EXERCISE INSTRUCTIONS:
(a) In the article about Georgia's chief medical examiner, rewrite the paragraph beginning "New York lawyer Michael Siem" as a short list that keeps its main facts.
(b) Carry the article about Georgia's chief medical examiner forward from its final paragraph, writing the next part.

Chief Medical Examiner Accused of Witness Intimidation
Atlanta Journal-Constitution
Wed September 12, 2007
Area: Atlanta
Georgia's chief medical examiner, Kris Sperry, tried to intimidate and harass an expert who was to testify that there are problems with the state's method of execution in a pending federal lawsuit, according to lawyers for a longtime death row inmate.
New York lawyer Michael Siem, representing convicted killer Jack Alderman, filed papers Wednesday in U.S. District Court in Atlanta seeking sanctions and a protective order against Sperry, the state's expert in the pending case over the constitutionality of lethal injection.
The motion claims that, in phone calls last week, Sperry called officials at the Medical University of South Carolina in Charleston to talk about Dr. Kelly Rose, a third-year resident in forensic pathology at the Medical University of South Carolina.
Sperry said Rose should not be allowed to testify in the case because she will embarrass the university, according to the motion by Alderman's lawyers. They also said Sperry warned university official she would help Georgia lawyers prepare questions for Rose and that she would be "torn apart on the stand."
Siem wrote to state lawyers, asking that they prevent Sperry from "further tampering [with and] harassing" witnesses. The attorney general's office responded in writing that it would continue to investigate the backgrounds of witnesses in the case.
Sperry, a forensic pathologist for 22 years, said he called the University of South Carolina as part of the routine investigation into expert witnesses - something he said he has done many times before when he was an expert witness for the state in lawsuits.
"I certainly did not threaten and intimidate," Sperry said. "It's just posturing by lawyers. In something that is of such a serious nature... why would the law firm retain the services of someone who has no experience and no qualifications? The attorneys who retained her clearly are trying to spin things their own way."

SUPPLIED DATA:
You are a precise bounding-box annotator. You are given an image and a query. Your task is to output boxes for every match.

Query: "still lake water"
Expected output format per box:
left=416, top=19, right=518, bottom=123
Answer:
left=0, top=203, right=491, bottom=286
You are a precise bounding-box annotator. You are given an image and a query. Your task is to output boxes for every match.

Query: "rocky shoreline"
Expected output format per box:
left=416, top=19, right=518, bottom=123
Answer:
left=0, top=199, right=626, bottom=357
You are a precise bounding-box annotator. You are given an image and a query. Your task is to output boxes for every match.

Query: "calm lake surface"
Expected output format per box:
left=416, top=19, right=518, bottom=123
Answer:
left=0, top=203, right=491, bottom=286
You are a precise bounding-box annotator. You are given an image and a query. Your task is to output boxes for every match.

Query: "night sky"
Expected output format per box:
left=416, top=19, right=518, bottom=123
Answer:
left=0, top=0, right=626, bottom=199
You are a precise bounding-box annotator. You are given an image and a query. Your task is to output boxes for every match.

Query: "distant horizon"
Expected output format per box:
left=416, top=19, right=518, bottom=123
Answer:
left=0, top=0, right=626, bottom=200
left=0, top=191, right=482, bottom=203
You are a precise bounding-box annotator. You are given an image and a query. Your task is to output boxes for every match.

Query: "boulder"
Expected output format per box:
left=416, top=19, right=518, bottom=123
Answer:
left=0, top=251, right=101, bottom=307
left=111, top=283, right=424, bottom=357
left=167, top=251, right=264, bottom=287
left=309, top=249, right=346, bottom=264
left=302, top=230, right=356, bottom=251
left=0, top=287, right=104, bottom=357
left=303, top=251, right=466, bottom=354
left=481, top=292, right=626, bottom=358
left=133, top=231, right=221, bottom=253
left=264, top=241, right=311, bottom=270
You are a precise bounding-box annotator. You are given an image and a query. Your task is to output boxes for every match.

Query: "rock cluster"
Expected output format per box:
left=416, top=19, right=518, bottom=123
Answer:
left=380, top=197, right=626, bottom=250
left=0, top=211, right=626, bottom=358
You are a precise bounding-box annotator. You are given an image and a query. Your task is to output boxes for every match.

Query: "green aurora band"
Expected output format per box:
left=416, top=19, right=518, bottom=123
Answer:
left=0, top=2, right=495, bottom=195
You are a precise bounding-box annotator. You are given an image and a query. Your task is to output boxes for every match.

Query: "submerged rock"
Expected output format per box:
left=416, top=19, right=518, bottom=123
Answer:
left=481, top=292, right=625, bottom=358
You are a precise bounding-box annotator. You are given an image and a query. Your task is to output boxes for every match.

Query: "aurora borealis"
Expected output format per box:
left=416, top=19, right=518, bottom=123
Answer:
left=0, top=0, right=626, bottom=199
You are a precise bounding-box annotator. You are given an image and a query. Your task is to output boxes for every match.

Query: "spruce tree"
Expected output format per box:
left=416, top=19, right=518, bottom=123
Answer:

RESPONSES FOR EACH TASK:
(a)
- Filer: New York lawyer Michael Siem, representing convicted killer Jack Alderman
- When and where: Wednesday, U.S. District Court in Atlanta
- Relief sought: sanctions and a protective order against Sperry
- Sperry's role: the state's expert in the pending case over the constitutionality of lethal injection

(b)
Alderman is sentenced to die for killing his 20-year-old wife in 1974 with the help of a partner. His attorneys are using his case to challenge lethal injection.
Jean Alderman was beaten and strangled before the two men held her underwater in a bathtub. Alderman and John Arthur Brown eventually loaded the young woman's body into the trunk of a car and left the car partially submerged in a creek in Effingham County.
Brown's death sentence was later commuted to life and he eventually was paroled, but Alderman has remained on death row more than 30 years. He won a second trial when his original sentence was thrown out, but he was convicted and sentenced to death again.
Alderman's attorneys are preparing to take depositions as to whether the people who administer lethal injection are properly trained, whether the proper dosages of various drugs are used to keep pain at a minimum and whether the whole process is constitutional. Rose is one of the experts making that contention, according to documents filed in the case.
The motion to sanction Sperry was filed with Judge Beverly Martin, who is handling the lethal injection case.